READING TEXT:
◇ ◇ ◇ ◇ ◇ ◇ ◇

With regard to data categorization, firstly, a total of 1204 indicators in 91 studies were extracted and after detailed examination, 43 indices (such as hospital ownership, level of care, admission process, and personal discipline) were removed due to their generality and impossibility of calculation in the hospital environment. Then, 1161 performance indicators were entered in this research and were categorized based on the performance criteria (more details about the indicators can be found in Appendix 1 ). Secondly, 145 functional dimensions, including divisions based on different departments and units of the hospital, were defined according to several focus group discussions with 5 health experts. Then, re-categorization and functional summarization were performed, after which 21 performance dimensions were finalized.

As shown in Table  4 , the 21 performance dimensions were divided into three parts: category, subcategory, and related indicators. Additionally, according to the hospital levels, there were three categories: ‘organizational management’, ‘clinical management’, and ‘administrative management’. Then, according to the type of indicators, fifteen subcategories were defined for the 110 selected main indicators.

Performance dimensions

The ‘productivity’ dimension focuses on indicators reflecting the macro-performance of the hospital, considering that this index is more effective and efficient. The ‘efficiency’ dimension focuses on general performance indicators for the optimal use of resources to create optimal output in the hospital. The ‘effectiveness’ dimension is a general performance indicator with an outcome view. The ‘speed’ dimension focuses on the indicators that show attention to the service delivery time and the speed of the procedures. The ‘development’ dimension focuses on matters related to employees’ and students’ training and related training courses. In terms of ‘safety’ dimension, there were issues related to patient safety, unwanted and harmful events, and hospital infections.

◇ ◇ ◇ ◇ ◇ ◇ ◇

Stored items:
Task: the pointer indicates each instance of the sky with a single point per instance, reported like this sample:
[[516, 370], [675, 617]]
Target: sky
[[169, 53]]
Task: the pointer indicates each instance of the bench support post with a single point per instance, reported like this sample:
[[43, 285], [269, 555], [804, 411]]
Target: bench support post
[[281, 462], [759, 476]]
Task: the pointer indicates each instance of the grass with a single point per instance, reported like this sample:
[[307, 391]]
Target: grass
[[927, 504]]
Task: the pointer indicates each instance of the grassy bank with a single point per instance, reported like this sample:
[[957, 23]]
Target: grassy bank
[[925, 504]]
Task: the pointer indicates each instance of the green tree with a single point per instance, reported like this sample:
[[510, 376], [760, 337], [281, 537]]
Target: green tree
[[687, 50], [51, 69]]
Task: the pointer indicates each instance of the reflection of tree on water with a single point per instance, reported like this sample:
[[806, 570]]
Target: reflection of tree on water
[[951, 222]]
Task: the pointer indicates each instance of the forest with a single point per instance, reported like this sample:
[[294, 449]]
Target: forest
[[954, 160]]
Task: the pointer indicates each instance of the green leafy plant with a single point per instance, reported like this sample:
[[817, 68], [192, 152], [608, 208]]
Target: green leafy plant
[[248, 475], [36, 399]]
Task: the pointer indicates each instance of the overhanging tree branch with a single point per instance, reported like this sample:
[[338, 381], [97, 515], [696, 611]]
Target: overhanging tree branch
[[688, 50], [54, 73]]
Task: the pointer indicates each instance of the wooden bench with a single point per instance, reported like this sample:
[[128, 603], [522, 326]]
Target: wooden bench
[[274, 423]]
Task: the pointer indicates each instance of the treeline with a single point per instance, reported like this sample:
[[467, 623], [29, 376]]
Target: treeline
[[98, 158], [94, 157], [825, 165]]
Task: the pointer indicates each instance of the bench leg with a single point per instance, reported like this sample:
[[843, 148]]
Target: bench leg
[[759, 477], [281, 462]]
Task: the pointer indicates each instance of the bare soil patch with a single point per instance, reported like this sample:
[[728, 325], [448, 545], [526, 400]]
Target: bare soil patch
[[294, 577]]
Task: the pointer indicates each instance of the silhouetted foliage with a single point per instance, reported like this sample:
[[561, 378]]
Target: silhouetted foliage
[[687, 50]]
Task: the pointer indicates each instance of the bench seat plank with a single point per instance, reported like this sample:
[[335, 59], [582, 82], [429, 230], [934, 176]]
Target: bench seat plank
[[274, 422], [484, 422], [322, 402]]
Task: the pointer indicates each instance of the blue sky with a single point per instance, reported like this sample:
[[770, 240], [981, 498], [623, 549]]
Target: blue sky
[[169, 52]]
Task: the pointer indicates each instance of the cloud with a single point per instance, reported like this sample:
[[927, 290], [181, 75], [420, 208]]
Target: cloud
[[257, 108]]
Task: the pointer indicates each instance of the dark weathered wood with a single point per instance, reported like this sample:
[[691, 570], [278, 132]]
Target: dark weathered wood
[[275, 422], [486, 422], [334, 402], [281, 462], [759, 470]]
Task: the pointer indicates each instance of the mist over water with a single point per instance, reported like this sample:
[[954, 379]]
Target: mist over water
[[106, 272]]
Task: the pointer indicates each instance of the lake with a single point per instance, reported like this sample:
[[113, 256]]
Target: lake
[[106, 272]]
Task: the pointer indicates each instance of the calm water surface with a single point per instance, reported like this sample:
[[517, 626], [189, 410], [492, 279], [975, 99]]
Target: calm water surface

◇ ◇ ◇ ◇ ◇ ◇ ◇

WHAT YOU ARE ASKED TO DO: Reproduce the entire passage on hospital performance indicators word for word.

REPLY TO THE EXERCISE:
With regard to data categorization, firstly, a total of 1204 indicators in 91 studies were extracted and after detailed examination, 43 indices (such as hospital ownership, level of care, admission process, and personal discipline) were removed due to their generality and impossibility of calculation in the hospital environment. Then, 1161 performance indicators were entered in this research and were categorized based on the performance criteria (more details about the indicators can be found in Appendix 1 ). Secondly, 145 functional dimensions, including divisions based on different departments and units of the hospital, were defined according to several focus group discussions with 5 health experts. Then, re-categorization and functional summarization were performed, after which 21 performance dimensions were finalized.

As shown in Table  4 , the 21 performance dimensions were divided into three parts: category, subcategory, and related indicators. Additionally, according to the hospital levels, there were three categories: ‘organizational management’, ‘clinical management’, and ‘administrative management’. Then, according to the type of indicators, fifteen subcategories were defined for the 110 selected main indicators.

Performance dimensions

The ‘productivity’ dimension focuses on indicators reflecting the macro-performance of the hospital, considering that this index is more effective and efficient. The ‘efficiency’ dimension focuses on general performance indicators for the optimal use of resources to create optimal output in the hospital. The ‘effectiveness’ dimension is a general performance indicator with an outcome view. The ‘speed’ dimension focuses on the indicators that show attention to the service delivery time and the speed of the procedures. The ‘development’ dimension focuses on matters related to employees’ and students’ training and related training courses. In terms of ‘safety’ dimension, there were issues related to patient safety, unwanted and harmful events, and hospital infections.